QUOTED PASSAGE:
============

"The Girl Who Played With Fire": Out of the past

As Hollywood plans its own Stieg Larsson adaption, the second film in the Swedish series goes dark and gloomy

By Andrew O'Hehir

Executive Editor

Published July 9, 2010 12:20AM (EDT)

Noomi Rapace in "The Girl Who Played With Fire"
Noomi Rapace in "The Girl Who Played With Fire"

Ordinarily, a film that was made in Sweden and is being released in the United States by a tiny indie distributor would barely merit a footnote on the overcrowded summer movie calendar. But "The Girl Who Played With Fire," the second film in director Daniel Alfredson and screenwriter Jonas Frykberg's Millennium trilogy (adapted, of course, from Stieg Larsson's best-selling thrillers), is a peculiar exception. Like its predecessor, "The Girl With the Dragon Tattoo," this is likely to be one of 2010's top-grossing foreign-language films -- and that's without reaching anywhere near the total audience of Larsson's novels.

As anyone who pays attention to Hollywood gossip knows, an English-language adaptation of the Larsson trilogy is purportedly in the works, with David Fincher directing and Daniel Craig playing crusading journalist Mikael Blomkvist. Carey Mulligan of "An Education" may play pint-size feminist avenger Lisbeth Salander -- not a great choice, if you ask me -- and then again she may not. (Kristen Stewart, who would be terrific, says she definitely, maybe, sort of isn't interested.) But that project has development-hell problems that go well beyond casting.

============

EXTRACTED DATA:
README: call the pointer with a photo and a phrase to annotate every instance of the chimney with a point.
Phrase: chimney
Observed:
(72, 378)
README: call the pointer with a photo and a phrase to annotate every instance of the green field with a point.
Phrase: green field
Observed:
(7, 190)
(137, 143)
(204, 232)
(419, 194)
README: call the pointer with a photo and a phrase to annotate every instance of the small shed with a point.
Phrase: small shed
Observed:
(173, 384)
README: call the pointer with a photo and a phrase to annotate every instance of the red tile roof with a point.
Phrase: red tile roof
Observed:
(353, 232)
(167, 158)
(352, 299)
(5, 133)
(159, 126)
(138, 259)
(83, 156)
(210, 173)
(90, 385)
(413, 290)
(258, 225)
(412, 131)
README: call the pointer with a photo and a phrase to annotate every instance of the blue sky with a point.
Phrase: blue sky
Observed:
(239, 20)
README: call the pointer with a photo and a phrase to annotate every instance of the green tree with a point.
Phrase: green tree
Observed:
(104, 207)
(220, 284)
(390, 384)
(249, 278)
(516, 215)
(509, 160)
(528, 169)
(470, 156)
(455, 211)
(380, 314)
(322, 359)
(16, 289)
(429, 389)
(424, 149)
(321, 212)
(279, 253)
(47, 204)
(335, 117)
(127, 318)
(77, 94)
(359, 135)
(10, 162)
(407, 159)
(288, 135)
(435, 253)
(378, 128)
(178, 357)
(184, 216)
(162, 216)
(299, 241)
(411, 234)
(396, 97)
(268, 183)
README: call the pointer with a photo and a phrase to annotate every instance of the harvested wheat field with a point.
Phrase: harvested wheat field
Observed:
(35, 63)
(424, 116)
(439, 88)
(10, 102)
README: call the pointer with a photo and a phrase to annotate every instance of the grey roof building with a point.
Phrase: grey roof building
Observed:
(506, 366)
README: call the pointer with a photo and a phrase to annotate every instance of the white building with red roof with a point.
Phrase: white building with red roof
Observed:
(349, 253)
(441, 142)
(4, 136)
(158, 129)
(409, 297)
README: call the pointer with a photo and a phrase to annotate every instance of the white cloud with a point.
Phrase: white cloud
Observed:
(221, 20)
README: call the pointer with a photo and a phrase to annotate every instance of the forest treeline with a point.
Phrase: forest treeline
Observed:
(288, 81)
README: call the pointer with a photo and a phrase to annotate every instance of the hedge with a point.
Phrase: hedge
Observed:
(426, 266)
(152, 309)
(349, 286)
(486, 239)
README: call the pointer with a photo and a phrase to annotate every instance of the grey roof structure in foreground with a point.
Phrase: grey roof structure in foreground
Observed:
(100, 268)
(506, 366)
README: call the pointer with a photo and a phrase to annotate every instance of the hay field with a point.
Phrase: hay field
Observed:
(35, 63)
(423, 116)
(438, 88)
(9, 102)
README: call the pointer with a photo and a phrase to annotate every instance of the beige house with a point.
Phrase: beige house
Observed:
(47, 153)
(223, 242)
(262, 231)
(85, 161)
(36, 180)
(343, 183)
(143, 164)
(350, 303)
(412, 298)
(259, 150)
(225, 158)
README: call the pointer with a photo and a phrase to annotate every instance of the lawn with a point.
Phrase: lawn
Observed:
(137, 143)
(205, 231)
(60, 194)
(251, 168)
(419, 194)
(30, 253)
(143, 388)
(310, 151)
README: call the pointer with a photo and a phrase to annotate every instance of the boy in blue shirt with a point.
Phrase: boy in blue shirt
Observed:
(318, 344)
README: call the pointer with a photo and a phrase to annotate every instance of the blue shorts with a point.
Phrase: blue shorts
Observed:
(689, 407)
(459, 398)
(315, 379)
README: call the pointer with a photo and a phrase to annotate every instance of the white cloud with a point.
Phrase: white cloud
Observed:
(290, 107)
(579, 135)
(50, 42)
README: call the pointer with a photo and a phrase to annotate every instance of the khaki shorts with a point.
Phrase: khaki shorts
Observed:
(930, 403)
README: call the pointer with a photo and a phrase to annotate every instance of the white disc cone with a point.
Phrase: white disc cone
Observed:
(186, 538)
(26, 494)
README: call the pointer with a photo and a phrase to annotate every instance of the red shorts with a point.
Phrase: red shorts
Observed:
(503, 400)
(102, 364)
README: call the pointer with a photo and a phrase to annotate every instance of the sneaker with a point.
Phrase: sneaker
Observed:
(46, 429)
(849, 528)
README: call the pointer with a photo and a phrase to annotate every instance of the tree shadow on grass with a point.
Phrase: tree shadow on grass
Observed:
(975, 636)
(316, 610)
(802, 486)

============

WHAT TO WORK ON:
1. List every actor the film review names.
2. Write the next part of the film review, picking up after its final sentence.

RESULTS:
1. Noomi Rapace, Daniel Craig, Carey Mulligan, Kristen Stewart

2.
Are Fincher and screenwriter Steven Zaillian really going to make one of those '50s-style movies where the characters all live in a foreign country but speak English? That particular suspension of disbelief works OK if you're dealing with the distant, mythic past -- nobody expects a movie like "300" to be in ancient Greek, although that would be kind of cool -- but otherwise I associate it with cheeseball costume dramas shot in rented Italian villas, or pompous middlebrow movies about how much some dude loves his cello. If they don't do that, though -- if they transfer the setting to, say, Cape Cod or the Napa Valley -- well, that screws up the plot in all kinds of ways and you might as well make a different movie.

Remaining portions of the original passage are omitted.